EXERCISE AIM: Copy each of the following records word for word, with no changes.

(Records on locating named things)
• • • • •
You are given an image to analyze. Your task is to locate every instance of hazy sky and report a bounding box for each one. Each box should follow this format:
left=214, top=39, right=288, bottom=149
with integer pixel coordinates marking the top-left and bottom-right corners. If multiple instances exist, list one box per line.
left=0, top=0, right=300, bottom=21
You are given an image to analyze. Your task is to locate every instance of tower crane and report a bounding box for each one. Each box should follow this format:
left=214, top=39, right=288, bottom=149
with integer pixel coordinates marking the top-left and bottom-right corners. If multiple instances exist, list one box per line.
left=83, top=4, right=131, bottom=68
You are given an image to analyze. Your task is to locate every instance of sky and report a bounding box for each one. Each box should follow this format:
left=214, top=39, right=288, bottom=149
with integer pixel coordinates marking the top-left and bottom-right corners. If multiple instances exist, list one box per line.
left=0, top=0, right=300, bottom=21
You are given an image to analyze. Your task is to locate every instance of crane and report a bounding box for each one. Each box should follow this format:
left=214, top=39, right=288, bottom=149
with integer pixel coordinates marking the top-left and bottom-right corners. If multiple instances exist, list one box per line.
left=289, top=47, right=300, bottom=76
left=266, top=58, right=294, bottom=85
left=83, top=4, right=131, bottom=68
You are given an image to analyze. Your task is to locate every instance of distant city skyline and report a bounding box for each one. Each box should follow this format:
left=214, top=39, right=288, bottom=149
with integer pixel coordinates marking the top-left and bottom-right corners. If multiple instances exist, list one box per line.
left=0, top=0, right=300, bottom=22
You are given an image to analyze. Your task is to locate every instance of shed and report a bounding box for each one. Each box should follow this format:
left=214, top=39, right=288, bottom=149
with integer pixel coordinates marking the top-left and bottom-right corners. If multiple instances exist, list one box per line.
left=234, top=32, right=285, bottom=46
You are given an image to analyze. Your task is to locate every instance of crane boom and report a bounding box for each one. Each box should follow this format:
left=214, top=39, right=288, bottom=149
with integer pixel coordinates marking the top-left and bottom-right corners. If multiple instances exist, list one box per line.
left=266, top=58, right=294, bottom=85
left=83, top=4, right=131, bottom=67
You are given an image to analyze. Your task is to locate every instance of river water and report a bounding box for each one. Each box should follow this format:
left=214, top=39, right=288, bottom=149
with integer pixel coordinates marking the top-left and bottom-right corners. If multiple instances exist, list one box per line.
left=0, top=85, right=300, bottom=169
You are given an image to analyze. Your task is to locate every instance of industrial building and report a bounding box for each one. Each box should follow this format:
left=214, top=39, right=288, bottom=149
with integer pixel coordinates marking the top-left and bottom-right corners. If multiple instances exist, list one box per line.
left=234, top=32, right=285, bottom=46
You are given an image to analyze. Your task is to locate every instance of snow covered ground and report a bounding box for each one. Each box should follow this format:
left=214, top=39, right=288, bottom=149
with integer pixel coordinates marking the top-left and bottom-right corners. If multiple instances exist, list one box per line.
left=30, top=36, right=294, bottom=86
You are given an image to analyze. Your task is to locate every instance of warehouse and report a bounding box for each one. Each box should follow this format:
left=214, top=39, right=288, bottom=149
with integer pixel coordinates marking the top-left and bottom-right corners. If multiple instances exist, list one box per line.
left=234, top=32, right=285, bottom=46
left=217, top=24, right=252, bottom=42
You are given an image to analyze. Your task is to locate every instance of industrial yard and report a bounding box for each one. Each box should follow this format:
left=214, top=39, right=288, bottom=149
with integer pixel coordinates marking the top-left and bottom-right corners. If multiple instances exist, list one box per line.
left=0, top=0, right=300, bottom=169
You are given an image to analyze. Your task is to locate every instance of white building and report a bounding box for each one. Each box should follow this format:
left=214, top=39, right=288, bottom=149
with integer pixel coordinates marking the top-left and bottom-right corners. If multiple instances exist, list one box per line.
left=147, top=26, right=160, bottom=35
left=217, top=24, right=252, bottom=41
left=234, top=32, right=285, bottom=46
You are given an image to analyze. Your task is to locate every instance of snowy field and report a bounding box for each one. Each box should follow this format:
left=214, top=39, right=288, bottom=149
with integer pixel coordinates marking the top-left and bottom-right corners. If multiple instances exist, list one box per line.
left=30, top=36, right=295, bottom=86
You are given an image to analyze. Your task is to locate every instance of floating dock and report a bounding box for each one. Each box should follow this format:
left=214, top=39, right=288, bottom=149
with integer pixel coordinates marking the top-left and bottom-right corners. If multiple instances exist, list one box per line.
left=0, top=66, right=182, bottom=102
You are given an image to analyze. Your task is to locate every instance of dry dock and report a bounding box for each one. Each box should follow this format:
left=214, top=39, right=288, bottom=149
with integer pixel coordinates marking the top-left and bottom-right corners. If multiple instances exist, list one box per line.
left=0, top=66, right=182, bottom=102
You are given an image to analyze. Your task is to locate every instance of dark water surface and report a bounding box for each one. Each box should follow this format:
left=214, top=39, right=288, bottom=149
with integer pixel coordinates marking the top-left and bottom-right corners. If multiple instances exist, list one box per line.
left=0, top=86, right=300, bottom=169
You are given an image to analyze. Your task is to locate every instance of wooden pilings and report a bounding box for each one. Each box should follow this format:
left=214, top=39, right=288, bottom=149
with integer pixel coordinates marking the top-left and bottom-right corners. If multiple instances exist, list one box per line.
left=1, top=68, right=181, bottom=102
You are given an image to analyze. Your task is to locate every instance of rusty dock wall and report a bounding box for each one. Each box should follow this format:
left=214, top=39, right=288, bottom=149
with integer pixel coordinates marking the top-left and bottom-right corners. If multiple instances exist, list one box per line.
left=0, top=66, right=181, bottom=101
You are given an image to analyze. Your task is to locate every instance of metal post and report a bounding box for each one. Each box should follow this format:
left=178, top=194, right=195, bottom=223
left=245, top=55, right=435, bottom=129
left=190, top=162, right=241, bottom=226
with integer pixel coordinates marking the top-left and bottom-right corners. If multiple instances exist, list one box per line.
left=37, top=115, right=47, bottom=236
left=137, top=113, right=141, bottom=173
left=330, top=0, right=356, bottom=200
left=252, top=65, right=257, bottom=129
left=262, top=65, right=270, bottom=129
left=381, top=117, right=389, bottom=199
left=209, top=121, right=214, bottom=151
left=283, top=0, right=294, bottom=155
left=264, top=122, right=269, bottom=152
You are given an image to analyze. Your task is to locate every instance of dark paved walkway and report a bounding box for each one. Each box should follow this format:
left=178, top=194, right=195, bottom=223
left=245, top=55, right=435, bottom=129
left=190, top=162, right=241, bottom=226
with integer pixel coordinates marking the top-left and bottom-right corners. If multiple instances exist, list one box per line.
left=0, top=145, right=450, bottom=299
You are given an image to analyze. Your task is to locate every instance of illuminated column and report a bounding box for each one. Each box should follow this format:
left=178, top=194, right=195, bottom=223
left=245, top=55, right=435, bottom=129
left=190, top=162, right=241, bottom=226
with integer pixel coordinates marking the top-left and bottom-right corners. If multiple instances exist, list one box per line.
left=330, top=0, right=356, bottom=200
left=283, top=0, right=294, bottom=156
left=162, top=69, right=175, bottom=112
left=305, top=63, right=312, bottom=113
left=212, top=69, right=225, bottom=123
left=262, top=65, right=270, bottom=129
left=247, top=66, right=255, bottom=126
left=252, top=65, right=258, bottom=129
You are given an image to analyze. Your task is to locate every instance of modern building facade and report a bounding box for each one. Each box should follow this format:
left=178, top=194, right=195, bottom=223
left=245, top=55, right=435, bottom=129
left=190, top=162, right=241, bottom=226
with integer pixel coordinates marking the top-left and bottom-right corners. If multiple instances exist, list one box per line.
• • • • •
EXERCISE RESULT:
You are given an image to analyze. Your task is to locate every instance of hazy sky and report a bounding box for each one. Each box should follow this format:
left=214, top=39, right=288, bottom=149
with integer pixel coordinates marking the top-left and bottom-right corners. If multiple instances exist, list one box per line.
left=0, top=0, right=300, bottom=21
You are given an image to analyze. Your task is to locate every instance of tower crane and report a bounding box for each one. Each box should follow this format:
left=214, top=39, right=288, bottom=149
with integer pixel coordinates marking the top-left and bottom-right corners. If multiple instances exist, list one box per line.
left=83, top=4, right=131, bottom=68
You are given an image to analyze. Your task is to locate every instance of sky and report a bounding box for each one. Each box should follow this format:
left=214, top=39, right=288, bottom=149
with integer pixel coordinates marking the top-left and bottom-right corners. If multiple instances exist, list one box per line.
left=0, top=0, right=300, bottom=21
You are given an image to analyze. Your task is to locate every instance of crane and report a bounding box for each one. Each box should follow this format:
left=214, top=39, right=288, bottom=149
with integer pixel coordinates marking the top-left and bottom-right corners. If multiple instances exist, list one box per line.
left=289, top=47, right=300, bottom=76
left=266, top=58, right=294, bottom=85
left=83, top=4, right=131, bottom=68
You are given an image to analyze. Your task is to locate every instance of distant city skyline and report a bounding box for each one. Each box should follow this format:
left=214, top=39, right=288, bottom=149
with integer pixel coordinates marking the top-left and bottom-right corners. If multiple instances exist, list one box per line.
left=0, top=0, right=300, bottom=22
You are given an image to analyze. Your task is to locate every instance of shed and report a bounding box for each one. Each box should follow this format:
left=214, top=39, right=288, bottom=149
with integer pixel coordinates marking the top-left and bottom-right corners. If multiple instances exist, list one box per line.
left=234, top=32, right=285, bottom=46
You are given an image to analyze. Your task is to locate every instance of crane boom and report a bounding box for each one. Each box should follow this format:
left=214, top=39, right=288, bottom=149
with integer pixel coordinates marking the top-left and bottom-right corners. If multiple instances exist, list one box per line.
left=266, top=58, right=294, bottom=85
left=83, top=4, right=131, bottom=67
You are given an image to analyze. Your task is to locate every instance of river water and report a bounding box for each one. Each box should follow this format:
left=214, top=39, right=288, bottom=149
with integer pixel coordinates marking the top-left and bottom-right corners. If multiple instances exist, list one box per line.
left=0, top=85, right=300, bottom=169
You are given an image to analyze. Your task is to locate every instance of industrial building and report a bounding box for each one. Each box should follow this format:
left=214, top=39, right=288, bottom=149
with integer pixel coordinates marking the top-left and bottom-right corners. If multiple instances exist, list one box per line.
left=234, top=32, right=285, bottom=46
You are given an image to analyze. Your task is to locate every instance of snow covered ground and report a bounding box for each one. Each box should follow this format:
left=214, top=39, right=288, bottom=149
with integer pixel coordinates marking the top-left and bottom-right corners. If multiple instances exist, list one box per line.
left=30, top=36, right=294, bottom=86
You are given an image to analyze. Your task is to locate every instance of warehouse and report a bounding box for each one. Each box should follow this format:
left=214, top=39, right=288, bottom=149
with integer pixel coordinates marking the top-left and bottom-right corners. If multiple instances exist, list one box per line.
left=234, top=32, right=285, bottom=46
left=217, top=24, right=252, bottom=42
You are given an image to analyze. Your task is to locate every instance of industrial yard and report a bounding box for each one. Each box should follow this format:
left=214, top=39, right=288, bottom=149
with integer pixel coordinates marking the top-left and bottom-right corners. If multiple instances exist, list one box per line.
left=0, top=0, right=300, bottom=169
You are given an image to analyze. Your task is to locate every instance of white building and report a bounding box for each one. Each box should follow this format:
left=214, top=39, right=288, bottom=149
with integer pixel coordinates marking the top-left and bottom-right corners. If multiple instances exist, list one box per line.
left=147, top=26, right=160, bottom=35
left=217, top=24, right=252, bottom=41
left=234, top=32, right=285, bottom=46
You are given an image to analyze. Your task is to locate every instance of snowy field and report a bounding box for each one. Each box should follow this format:
left=214, top=39, right=288, bottom=149
with integer pixel coordinates marking the top-left and bottom-right corners. If multiple instances exist, list one box per line.
left=30, top=36, right=295, bottom=86
You are given an image to analyze. Your task is to locate every instance of floating dock and report a bounding box for each one. Each box should follow this format:
left=214, top=39, right=288, bottom=149
with integer pixel coordinates marking the top-left and bottom-right corners. If multiple instances exist, list one box per line.
left=0, top=66, right=182, bottom=102
You are given an image to analyze. Your task is to locate every instance of dry dock and report a bounding box for each one. Each box should follow this format:
left=214, top=39, right=288, bottom=149
with integer pixel coordinates marking the top-left and bottom-right corners. If multiple instances exist, list one box per line.
left=0, top=66, right=182, bottom=102
You are given an image to analyze. Your task is to locate every instance of dark water surface and report a bounding box for each one. Each box should follow this format:
left=214, top=39, right=288, bottom=149
with integer pixel coordinates marking the top-left and bottom-right corners. If multiple instances exist, list one box per line.
left=0, top=86, right=300, bottom=169
You are given an image to analyze. Your task is to locate every instance of wooden pilings and report a bounding box for each one. Each box should follow this format:
left=214, top=39, right=288, bottom=149
with integer pixel coordinates marking the top-left and bottom-right corners. If multiple instances exist, list one box per line.
left=1, top=68, right=181, bottom=102
You are given an image to analyze. Your task is to locate every instance of rusty dock wall and report a bounding box for each one. Each box should follow this format:
left=214, top=39, right=288, bottom=149
with integer pixel coordinates marking the top-left and bottom-right corners. If multiple instances exist, list one box per line.
left=0, top=66, right=181, bottom=101
You are given an image to analyze. Your task is to locate every instance of metal post and report a bounding box for each one. Each box should follow this format:
left=178, top=194, right=195, bottom=223
left=245, top=55, right=435, bottom=129
left=190, top=162, right=241, bottom=226
with integer pixel coordinates marking the top-left and bottom-right corners. If multiple instances exist, list one box per line.
left=37, top=115, right=47, bottom=236
left=137, top=113, right=141, bottom=173
left=330, top=0, right=356, bottom=200
left=252, top=65, right=257, bottom=129
left=262, top=65, right=270, bottom=129
left=381, top=117, right=389, bottom=199
left=209, top=121, right=214, bottom=151
left=283, top=0, right=294, bottom=155
left=264, top=122, right=269, bottom=152
You are given an image to analyze. Your task is to locate every instance of dark paved walkway and report a bounding box for each one. Each box should follow this format:
left=178, top=194, right=195, bottom=223
left=245, top=55, right=435, bottom=129
left=190, top=162, right=241, bottom=226
with integer pixel coordinates marking the top-left and bottom-right corners. If multiple instances exist, list one box per line.
left=0, top=145, right=450, bottom=299
You are given an image to analyze. Your task is to locate every instance of illuminated column and report a bounding box for each one. Each box should follow this format:
left=178, top=194, right=195, bottom=223
left=245, top=55, right=435, bottom=129
left=190, top=162, right=241, bottom=226
with integer pixel coordinates marking the top-left and bottom-right corners. If multiple instances exist, list one box per line.
left=330, top=0, right=356, bottom=200
left=283, top=0, right=294, bottom=156
left=162, top=69, right=175, bottom=112
left=305, top=63, right=312, bottom=113
left=212, top=69, right=225, bottom=123
left=262, top=65, right=270, bottom=129
left=247, top=66, right=255, bottom=126
left=252, top=65, right=258, bottom=129
You are given an image to analyze. Your task is to locate every instance of modern building facade and report a bounding box for each one. Each box should follow this format:
left=178, top=194, right=195, bottom=223
left=245, top=55, right=435, bottom=129
left=190, top=162, right=241, bottom=226
with integer pixel coordinates marking the top-left and bottom-right corners. If multiple instances exist, list one box per line.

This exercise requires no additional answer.